Okay. And then promise the last one. Given the kind of the revised view, where are you from a balance sheet perspective? I mean, are there any covenant issues? Where are things tight to the extent that they are tight? And how do you manage through that to get to this kind of bridge over the next couple of fruit seasons, so you can execute the optimization plan in fruit?

Robert McKeracher

Management

Yes. So I added into the scripts and you can see it. So after the sale, of course, of the soy and corn business, which, of course, we did for all the right strategic reasons, but financially one of the benefits of that was there was not a lot of taxes. In fact, very minimal taxes or fees on that transaction. So we have reduced our debt by around $64 million on a pro forma basis and created almost additional $50 million of borrowing capacity in our global ABL. So just to remind everyone, the way our debt capital structure [indiscernible] it's on one hand the global ABL, the other hand [indiscernible] notes north. Both of those agreements are what I call covenant late. So from a covenant perspective and other things, this -- apart from the strategic merits, this transaction really did create a much bigger buffer, if you will, to be sitting here on a pro forma basis $100 million excess capacity in that ABL. So in other words, we've got the ability to borrow up to another $100 million. And so that's really what provides us flexibility to continue on this Value Creation Plan journey, including the capital investment it's going to take to succeed with the turnaround inside of fruit business. So certainly after the sale, we don't have any concern with our ability, if you will, to do what we need to do to drive margin and growth in the business. So we feel we're right there.

Operator

Operator

Our next question comes from the line of Chris Krueger with Lake Street Capital Markets.

Christopher Krueger

Analyst · Chris Krueger with Lake Street Capital Markets

Just have a few quick ones here. As far as the CEO search is concerned, does the board of directors have any kind of goal as far as the time line for when we could see that come to fruition?

Katrina Houde

Operator

So Chris, we're moving very quickly as it -- in terms of the search we've created a search committee and we've already begun discussions with candidates. So we're hopeful that it will be a very expeditious process, and we're working very hard at making sure that happens. So we'll hopefully have an update for you on or before Q1.

Christopher Krueger

Analyst · Chris Krueger with Lake Street Capital Markets

Okay, that's good. When we talk about pack season for the frozen fruit, can you refresh my memory when roughly pack season begins and ends?

Data section –

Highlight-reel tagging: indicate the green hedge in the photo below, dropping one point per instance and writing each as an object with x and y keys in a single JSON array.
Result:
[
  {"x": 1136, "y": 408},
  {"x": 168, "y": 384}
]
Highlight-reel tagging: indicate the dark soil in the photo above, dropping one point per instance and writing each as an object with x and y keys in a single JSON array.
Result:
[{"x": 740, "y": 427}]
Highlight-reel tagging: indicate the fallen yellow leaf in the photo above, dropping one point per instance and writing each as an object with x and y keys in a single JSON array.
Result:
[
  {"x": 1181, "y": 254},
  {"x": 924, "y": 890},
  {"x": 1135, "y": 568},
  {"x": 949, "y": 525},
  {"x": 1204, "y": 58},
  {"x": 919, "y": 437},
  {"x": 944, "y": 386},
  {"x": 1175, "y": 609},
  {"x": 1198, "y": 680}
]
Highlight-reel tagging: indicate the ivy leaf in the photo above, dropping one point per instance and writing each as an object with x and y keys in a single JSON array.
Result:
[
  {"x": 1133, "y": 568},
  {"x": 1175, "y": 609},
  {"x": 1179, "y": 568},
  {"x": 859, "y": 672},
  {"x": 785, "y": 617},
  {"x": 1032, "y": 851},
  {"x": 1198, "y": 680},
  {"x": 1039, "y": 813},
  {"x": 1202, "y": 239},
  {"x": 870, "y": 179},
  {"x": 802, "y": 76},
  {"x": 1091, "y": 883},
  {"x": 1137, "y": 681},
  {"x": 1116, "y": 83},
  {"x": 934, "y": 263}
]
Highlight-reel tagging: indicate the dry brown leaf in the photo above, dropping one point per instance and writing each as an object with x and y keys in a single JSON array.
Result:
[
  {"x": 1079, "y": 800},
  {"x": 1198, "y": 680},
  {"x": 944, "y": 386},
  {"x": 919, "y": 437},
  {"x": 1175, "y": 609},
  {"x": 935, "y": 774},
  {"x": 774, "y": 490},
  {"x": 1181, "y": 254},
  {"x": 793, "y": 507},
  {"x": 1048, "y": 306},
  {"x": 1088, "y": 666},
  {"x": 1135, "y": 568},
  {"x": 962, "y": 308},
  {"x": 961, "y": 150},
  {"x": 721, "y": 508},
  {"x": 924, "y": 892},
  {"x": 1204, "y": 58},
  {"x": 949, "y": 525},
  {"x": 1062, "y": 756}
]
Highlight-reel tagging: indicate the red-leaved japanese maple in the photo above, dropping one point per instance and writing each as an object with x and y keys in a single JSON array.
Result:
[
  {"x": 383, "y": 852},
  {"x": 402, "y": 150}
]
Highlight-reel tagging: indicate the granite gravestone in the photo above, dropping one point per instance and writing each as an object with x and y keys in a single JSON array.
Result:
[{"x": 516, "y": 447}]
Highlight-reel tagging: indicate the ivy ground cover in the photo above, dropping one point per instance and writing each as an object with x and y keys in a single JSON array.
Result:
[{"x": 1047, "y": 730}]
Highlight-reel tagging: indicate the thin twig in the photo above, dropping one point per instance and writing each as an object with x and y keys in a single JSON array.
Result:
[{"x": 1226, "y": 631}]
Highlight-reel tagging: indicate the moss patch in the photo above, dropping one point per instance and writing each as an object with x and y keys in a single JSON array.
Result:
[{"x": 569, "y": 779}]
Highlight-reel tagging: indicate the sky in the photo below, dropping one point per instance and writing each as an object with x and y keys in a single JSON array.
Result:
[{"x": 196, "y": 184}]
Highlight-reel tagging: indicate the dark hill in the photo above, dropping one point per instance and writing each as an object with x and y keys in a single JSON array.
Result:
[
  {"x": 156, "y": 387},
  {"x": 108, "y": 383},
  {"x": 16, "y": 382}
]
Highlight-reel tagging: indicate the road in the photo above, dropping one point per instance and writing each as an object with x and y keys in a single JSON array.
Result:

Direction –
From the call transcript, return the passage that begins with the words containing "Our next question" and ends with "or before Q1.", copied character for character.

Written solution –
Our next question comes from the line of Chris Krueger with Lake Street Capital Markets.

Christopher Krueger

Analyst · Chris Krueger with Lake Street Capital Markets

Just have a few quick ones here. As far as the CEO search is concerned, does the board of directors have any kind of goal as far as the time line for when we could see that come to fruition?

Katrina Houde

Operator

So Chris, we're moving very quickly as it -- in terms of the search we've created a search committee and we've already begun discussions with candidates. So we're hopeful that it will be a very expeditious process, and we're working very hard at making sure that happens. So we'll hopefully have an update for you on or before Q1.